_What to work on_.
Every line of the data below should be printed exactly.

——

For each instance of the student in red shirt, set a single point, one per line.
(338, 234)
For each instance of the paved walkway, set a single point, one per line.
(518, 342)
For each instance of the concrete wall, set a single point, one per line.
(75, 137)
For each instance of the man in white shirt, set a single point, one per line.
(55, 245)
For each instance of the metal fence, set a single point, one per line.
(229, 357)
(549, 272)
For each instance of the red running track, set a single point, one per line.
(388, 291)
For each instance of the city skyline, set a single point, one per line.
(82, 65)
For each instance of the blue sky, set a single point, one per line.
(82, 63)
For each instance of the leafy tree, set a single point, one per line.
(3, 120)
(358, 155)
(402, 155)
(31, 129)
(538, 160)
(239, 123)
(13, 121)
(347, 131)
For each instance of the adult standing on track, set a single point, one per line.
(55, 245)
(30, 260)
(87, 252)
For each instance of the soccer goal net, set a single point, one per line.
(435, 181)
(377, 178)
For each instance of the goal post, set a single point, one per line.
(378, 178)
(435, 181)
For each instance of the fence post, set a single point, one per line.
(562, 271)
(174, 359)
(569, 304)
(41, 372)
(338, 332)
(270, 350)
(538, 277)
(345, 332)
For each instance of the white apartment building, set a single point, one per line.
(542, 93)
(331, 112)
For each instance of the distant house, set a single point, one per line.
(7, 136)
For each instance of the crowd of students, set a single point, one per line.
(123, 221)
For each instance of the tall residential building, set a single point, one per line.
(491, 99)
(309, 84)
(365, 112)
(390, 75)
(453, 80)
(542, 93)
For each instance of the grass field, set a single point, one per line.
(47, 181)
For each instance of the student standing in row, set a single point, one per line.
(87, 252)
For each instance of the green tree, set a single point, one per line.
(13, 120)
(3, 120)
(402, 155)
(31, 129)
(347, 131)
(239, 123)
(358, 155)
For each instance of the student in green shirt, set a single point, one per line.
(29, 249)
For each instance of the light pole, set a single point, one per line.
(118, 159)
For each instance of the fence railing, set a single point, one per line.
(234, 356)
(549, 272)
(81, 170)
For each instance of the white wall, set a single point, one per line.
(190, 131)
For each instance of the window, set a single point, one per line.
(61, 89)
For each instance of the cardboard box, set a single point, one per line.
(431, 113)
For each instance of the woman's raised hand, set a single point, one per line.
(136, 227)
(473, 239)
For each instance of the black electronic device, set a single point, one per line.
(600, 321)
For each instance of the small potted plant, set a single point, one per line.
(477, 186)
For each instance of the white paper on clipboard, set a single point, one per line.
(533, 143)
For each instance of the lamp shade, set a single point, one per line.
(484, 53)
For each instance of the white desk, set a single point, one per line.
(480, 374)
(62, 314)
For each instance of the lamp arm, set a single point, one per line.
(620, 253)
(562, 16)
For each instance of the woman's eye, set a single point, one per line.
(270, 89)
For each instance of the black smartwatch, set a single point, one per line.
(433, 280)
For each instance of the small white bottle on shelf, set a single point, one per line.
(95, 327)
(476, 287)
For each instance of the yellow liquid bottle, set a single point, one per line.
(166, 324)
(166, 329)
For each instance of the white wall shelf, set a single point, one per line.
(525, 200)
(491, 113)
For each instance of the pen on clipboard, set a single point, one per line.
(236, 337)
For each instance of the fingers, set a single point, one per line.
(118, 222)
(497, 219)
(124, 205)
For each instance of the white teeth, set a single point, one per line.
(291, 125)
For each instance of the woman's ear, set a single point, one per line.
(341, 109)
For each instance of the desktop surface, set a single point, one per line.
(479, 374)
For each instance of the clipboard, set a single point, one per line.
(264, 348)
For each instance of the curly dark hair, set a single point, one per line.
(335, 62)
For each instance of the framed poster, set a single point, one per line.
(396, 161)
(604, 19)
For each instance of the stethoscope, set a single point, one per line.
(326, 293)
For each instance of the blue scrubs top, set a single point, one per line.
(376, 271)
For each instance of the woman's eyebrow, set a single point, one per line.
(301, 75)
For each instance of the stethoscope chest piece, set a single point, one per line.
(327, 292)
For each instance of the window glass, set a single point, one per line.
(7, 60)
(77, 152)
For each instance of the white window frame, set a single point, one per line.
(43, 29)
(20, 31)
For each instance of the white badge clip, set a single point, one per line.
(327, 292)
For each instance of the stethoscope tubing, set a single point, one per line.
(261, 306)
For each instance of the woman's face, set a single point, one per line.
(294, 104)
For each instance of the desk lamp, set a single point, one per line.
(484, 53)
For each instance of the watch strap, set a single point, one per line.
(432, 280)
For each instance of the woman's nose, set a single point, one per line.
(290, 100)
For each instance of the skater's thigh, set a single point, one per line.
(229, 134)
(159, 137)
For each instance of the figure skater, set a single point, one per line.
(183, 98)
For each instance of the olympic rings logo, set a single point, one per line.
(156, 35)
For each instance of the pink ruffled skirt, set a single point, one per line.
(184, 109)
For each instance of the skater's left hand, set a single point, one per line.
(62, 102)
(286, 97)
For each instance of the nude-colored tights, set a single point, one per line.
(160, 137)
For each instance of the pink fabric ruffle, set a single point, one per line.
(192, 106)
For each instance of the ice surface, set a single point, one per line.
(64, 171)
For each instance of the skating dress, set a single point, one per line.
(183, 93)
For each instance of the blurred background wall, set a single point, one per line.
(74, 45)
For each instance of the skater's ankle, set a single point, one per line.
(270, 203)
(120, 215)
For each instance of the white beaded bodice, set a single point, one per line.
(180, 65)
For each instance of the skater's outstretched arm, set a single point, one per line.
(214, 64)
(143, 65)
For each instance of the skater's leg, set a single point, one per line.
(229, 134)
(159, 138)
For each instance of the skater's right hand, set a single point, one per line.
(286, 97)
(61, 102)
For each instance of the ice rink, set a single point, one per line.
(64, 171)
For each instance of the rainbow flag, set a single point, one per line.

——

_Result of this exercise_.
For each instance of the student in red shirt, set a single point, one per line.
(338, 234)
For each instance of the paved walkway, set a single point, one per line.
(518, 342)
For each instance of the concrete wall, set a single point, one per line.
(75, 137)
For each instance of the man in white shirt, set a single point, one per line.
(55, 245)
For each instance of the metal fence, set a single point, one per line.
(229, 357)
(549, 272)
For each instance of the red running track, set a single point, one per line.
(388, 291)
For each instance of the city skyline, set a single point, one per line.
(82, 65)
For each instance of the blue sky, set a single point, one per line.
(82, 63)
For each instance of the leafy tree, set a single point, one per line.
(3, 120)
(358, 155)
(402, 155)
(31, 129)
(538, 160)
(239, 123)
(13, 121)
(347, 131)
For each instance of the adult standing on track, set a single point, one per line.
(55, 245)
(30, 260)
(87, 252)
For each instance of the soccer goal net, set a single point, one per line.
(435, 181)
(377, 178)
For each instance of the goal post, set a single point, one per line.
(378, 178)
(435, 181)
For each instance of the fence post, set a single point, one per line.
(562, 271)
(174, 359)
(569, 304)
(41, 372)
(338, 332)
(270, 350)
(538, 277)
(345, 332)
For each instance of the white apartment building, set a single point, one per line.
(542, 93)
(331, 112)
For each instance of the distant house, set a single point, one per line.
(7, 136)
For each instance of the crowd of students, set a single point, one per line.
(123, 221)
For each instance of the tall residential building, set a single point, one per line.
(491, 99)
(309, 84)
(365, 112)
(390, 75)
(453, 80)
(542, 93)
For each instance of the grass field, set a single point, one per line.
(47, 181)
For each instance of the student standing in row, set a single point, one per line.
(87, 252)
For each instance of the green tree, set a single point, one per line.
(13, 120)
(3, 120)
(402, 155)
(31, 129)
(347, 131)
(239, 123)
(358, 155)
For each instance of the student in green shirt, set a single point, one per line.
(29, 249)
For each instance of the light pole, set a single point, one per line.
(118, 159)
For each instance of the fence railing, set a single point, one per line.
(234, 356)
(549, 272)
(81, 170)
For each instance of the white wall, set a single point, one per line.
(190, 131)
For each instance of the window, set a single point, one per line.
(61, 89)
For each instance of the cardboard box, set a single point, one per line.
(431, 113)
For each instance of the woman's raised hand, set a single point, one per line.
(136, 227)
(473, 239)
For each instance of the black electronic device, set a single point, one per line.
(600, 321)
For each instance of the small potted plant, set a single point, one per line.
(477, 186)
For each instance of the white paper on clipboard, set a single point, one per line.
(533, 143)
For each instance of the lamp shade, set a single point, one per line.
(484, 53)
For each instance of the white desk, set a single point, one per line.
(480, 374)
(62, 314)
For each instance of the lamp arm, set a single point, one per line.
(620, 253)
(562, 16)
For each instance of the woman's eye, set a single point, one per line.
(270, 89)
For each instance of the black smartwatch, set a single point, one per line.
(433, 280)
For each instance of the small white bottle on shelf, set a single point, one per line.
(95, 327)
(476, 287)
For each instance of the yellow liquid bottle, set a single point, one per line.
(166, 324)
(166, 329)
For each instance of the white wall shelf, set a single point, one per line.
(525, 200)
(491, 113)
For each instance of the pen on clipboard, set a single point, one per line.
(236, 337)
For each instance of the fingers, set a single point, one per line.
(118, 222)
(497, 219)
(124, 205)
For each instance of the white teeth, set a single point, one per line.
(291, 125)
For each instance of the woman's ear, set a single point, one per line.
(341, 109)
For each instance of the desktop surface, set a single point, one per line.
(479, 374)
For each instance of the clipboard, set a single point, one per line.
(264, 348)
For each instance of the curly dark hair, set a single point, one per line.
(335, 62)
For each instance of the framed poster, set a single point, one per line.
(396, 161)
(604, 19)
For each instance of the stethoscope, set a single point, one per line.
(326, 293)
For each instance of the blue scrubs top, set a single point, one per line.
(376, 271)
For each instance of the woman's eyebrow, set a single point, one per line.
(301, 75)
For each instance of the stethoscope chest piece, set a single point, one per line.
(327, 292)
For each instance of the window glass, set a single point, one per line.
(7, 60)
(77, 152)
For each instance of the white window frame, set a single point, one per line.
(43, 29)
(20, 31)
For each instance of the white badge clip, set a single point, one per line.
(327, 292)
For each instance of the stethoscope tubing, set a single point, one per line.
(261, 306)
For each instance of the woman's face, set a single point, one per line.
(294, 104)
For each instance of the desk lamp, set a single point, one per line.
(484, 53)
For each instance of the watch strap, set a single point, one per line.
(432, 280)
For each instance of the woman's nose, set a single point, one per line.
(290, 100)
For each instance of the skater's thigh, set a single point, one per line.
(229, 134)
(159, 137)
For each instance of the figure skater, set a single point, one per line.
(183, 98)
For each instance of the olympic rings logo, set a single point, one per line.
(156, 35)
For each instance of the pink ruffled skirt, set a single point, one per line.
(184, 109)
For each instance of the skater's left hand, set a single point, one per line.
(62, 102)
(286, 97)
For each instance of the nude-colored tights, set a single point, one per line.
(160, 137)
For each instance of the pink fabric ruffle, set a single point, one per line.
(192, 106)
For each instance of the ice surface, set a single point, one per line.
(64, 171)
For each instance of the skating dress, set a single point, one per line.
(183, 93)
For each instance of the blurred background wall, set a single point, one per line.
(74, 45)
For each instance of the skater's ankle, set a single point, one per line.
(270, 203)
(120, 215)
For each instance of the white beaded bodice, set a single point, one per line.
(180, 65)
For each instance of the skater's outstretched arm, set a single point, one per line.
(214, 64)
(143, 65)
For each instance of the skater's leg, set a single point, one per line.
(229, 134)
(159, 138)
For each instance of the skater's right hand, set a single point, one per line.
(286, 97)
(61, 102)
For each instance of the ice rink, set a single point, one per line.
(64, 171)
For each instance of the rainbow flag, set a single point, one per line.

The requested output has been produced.